Records contained in a dataset
**********

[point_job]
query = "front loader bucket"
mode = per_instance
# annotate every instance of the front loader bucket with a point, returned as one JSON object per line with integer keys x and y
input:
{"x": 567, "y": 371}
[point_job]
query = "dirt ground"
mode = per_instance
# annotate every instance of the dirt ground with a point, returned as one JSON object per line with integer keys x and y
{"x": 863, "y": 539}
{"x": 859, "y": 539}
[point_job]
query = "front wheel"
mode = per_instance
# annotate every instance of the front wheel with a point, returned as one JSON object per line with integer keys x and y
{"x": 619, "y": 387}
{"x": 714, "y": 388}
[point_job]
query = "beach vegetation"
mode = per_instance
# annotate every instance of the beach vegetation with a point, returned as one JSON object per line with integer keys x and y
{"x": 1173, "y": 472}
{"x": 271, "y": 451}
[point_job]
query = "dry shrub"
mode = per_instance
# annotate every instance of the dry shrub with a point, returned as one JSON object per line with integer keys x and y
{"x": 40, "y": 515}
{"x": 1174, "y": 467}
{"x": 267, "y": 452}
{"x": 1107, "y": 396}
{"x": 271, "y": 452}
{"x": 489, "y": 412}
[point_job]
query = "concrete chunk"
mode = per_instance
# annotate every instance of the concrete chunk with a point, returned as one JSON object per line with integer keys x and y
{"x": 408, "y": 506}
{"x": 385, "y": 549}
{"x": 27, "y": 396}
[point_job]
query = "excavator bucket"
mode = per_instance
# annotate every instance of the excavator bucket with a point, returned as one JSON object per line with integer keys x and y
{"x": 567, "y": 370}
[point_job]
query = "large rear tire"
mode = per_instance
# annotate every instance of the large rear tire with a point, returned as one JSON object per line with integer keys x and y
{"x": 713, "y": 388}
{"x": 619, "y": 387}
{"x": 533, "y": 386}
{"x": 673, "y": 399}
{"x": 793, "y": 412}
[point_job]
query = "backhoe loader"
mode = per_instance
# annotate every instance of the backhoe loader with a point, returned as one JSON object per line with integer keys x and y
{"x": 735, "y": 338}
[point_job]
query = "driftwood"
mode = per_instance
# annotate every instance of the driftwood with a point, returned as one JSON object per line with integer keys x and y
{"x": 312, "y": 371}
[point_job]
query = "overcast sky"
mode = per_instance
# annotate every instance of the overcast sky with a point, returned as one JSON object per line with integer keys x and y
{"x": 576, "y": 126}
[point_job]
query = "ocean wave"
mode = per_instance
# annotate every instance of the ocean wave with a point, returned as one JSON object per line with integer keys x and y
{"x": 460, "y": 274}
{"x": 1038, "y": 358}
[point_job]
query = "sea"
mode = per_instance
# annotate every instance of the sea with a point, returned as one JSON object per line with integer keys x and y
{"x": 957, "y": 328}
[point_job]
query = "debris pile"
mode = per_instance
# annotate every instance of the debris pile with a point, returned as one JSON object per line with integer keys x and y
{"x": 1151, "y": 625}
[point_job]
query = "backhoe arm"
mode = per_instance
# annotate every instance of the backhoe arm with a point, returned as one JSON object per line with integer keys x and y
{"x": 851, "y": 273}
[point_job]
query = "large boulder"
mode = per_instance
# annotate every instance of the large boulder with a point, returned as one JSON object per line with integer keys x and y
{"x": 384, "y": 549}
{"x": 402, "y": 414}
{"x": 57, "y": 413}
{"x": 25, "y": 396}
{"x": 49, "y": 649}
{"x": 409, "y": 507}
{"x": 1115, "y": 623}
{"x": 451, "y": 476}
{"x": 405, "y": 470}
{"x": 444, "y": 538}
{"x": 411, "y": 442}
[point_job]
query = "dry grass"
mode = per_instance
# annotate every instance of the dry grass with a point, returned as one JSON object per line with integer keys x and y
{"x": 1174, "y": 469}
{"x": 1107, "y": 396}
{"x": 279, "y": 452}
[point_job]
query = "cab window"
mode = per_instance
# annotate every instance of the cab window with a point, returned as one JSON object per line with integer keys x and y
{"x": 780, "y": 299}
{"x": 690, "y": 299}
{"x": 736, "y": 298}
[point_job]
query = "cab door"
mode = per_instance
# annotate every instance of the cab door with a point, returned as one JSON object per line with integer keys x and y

**********

= EXERCISE DESCRIPTION =
Copy out the material above in its entirety. Every detail must match.

= COMPLETE ANSWER =
[point_job]
query = "front loader bucket"
mode = per_instance
# annotate every instance of the front loader bucket with a point, returned as one JSON object per line with integer keys x and y
input:
{"x": 567, "y": 371}
[point_job]
query = "dirt ground"
mode = per_instance
# annotate every instance of the dirt ground with a point, returned as one JSON object per line with integer keys x and y
{"x": 863, "y": 539}
{"x": 859, "y": 539}
[point_job]
query = "front wheel"
mode = per_instance
# annotate every instance of the front wheel with a point, returned as one JSON object per line with integer keys x and y
{"x": 619, "y": 387}
{"x": 714, "y": 388}
[point_job]
query = "beach vegetation"
mode = per_instance
# annotate every instance of the beach vegetation with a point, returned as one JSON object per line with integer keys x and y
{"x": 1173, "y": 472}
{"x": 271, "y": 451}
[point_job]
query = "dry shrub"
mode = per_instance
# annotate every instance of the dry shrub with a point, returned as one JSON object per line with integer keys x and y
{"x": 40, "y": 515}
{"x": 1174, "y": 467}
{"x": 267, "y": 452}
{"x": 1107, "y": 396}
{"x": 271, "y": 452}
{"x": 489, "y": 412}
[point_job]
query = "concrete chunk"
mode = per_instance
# annotate every instance of the concrete chunk with a point, returned as one JSON object per line with integer keys x and y
{"x": 408, "y": 506}
{"x": 385, "y": 549}
{"x": 27, "y": 396}
[point_job]
query = "excavator bucket"
mode = per_instance
# annotate every instance of the excavator bucket with a point, returned as one JSON object per line with integer keys x and y
{"x": 567, "y": 370}
[point_job]
query = "large rear tire"
mode = per_instance
# annotate every instance of the large rear tire with a point, returned as one JSON object per line with integer keys x and y
{"x": 713, "y": 388}
{"x": 619, "y": 387}
{"x": 533, "y": 386}
{"x": 673, "y": 399}
{"x": 793, "y": 412}
[point_job]
query = "backhoe loader"
mode = per_instance
# annotate every instance of the backhoe loader with a point, returned as one JSON object per line with integer keys x and y
{"x": 735, "y": 338}
[point_job]
query = "driftwood"
mode = per_instance
# annotate every instance of the driftwood with a point, returned as one JSON object per line with integer keys x and y
{"x": 312, "y": 371}
[point_job]
query = "overcast sky"
mode = per_instance
# annotate every instance of the overcast sky with a point, returned as one JSON object per line with integer keys x and y
{"x": 576, "y": 126}
[point_job]
query = "ocean wave"
mode = per_instance
# annotate every instance of the ocean wave with a point, returned as one JSON object per line with integer keys x and y
{"x": 460, "y": 274}
{"x": 1038, "y": 358}
[point_job]
query = "sea"
mode = per_instance
# annotate every instance of the sea with a point, returned as one JSON object per line with integer keys x and y
{"x": 957, "y": 328}
[point_job]
query = "debris pile"
mode = per_instance
# annotate every instance of the debris pile with a point, returned as one JSON object per line with integer keys x and y
{"x": 1151, "y": 625}
[point_job]
query = "backhoe arm"
mode = per_instance
# annotate every instance of the backhoe arm with a point, returned as one JSON object per line with integer keys x and y
{"x": 851, "y": 273}
[point_job]
query = "large boulder"
mode = per_instance
# annotate every instance of the large boulder with a point, returned as one JSON object per line with integer keys x and y
{"x": 384, "y": 549}
{"x": 402, "y": 414}
{"x": 57, "y": 413}
{"x": 25, "y": 396}
{"x": 49, "y": 649}
{"x": 409, "y": 507}
{"x": 1115, "y": 623}
{"x": 451, "y": 476}
{"x": 405, "y": 470}
{"x": 444, "y": 538}
{"x": 411, "y": 442}
[point_job]
query = "dry grass"
mode = per_instance
# annotate every instance of the dry grass with a point, returned as one JSON object per line with integer keys x and y
{"x": 1174, "y": 469}
{"x": 1107, "y": 396}
{"x": 279, "y": 452}
[point_job]
query = "cab window"
mode = per_instance
# annotate every instance of the cab window with a point, returned as one JSON object per line with integer keys x and y
{"x": 780, "y": 299}
{"x": 690, "y": 299}
{"x": 736, "y": 298}
[point_job]
query = "cab door"
mode = per_instance
# annotate every instance of the cab door with a point, returned as one JSON object per line with integer keys x and y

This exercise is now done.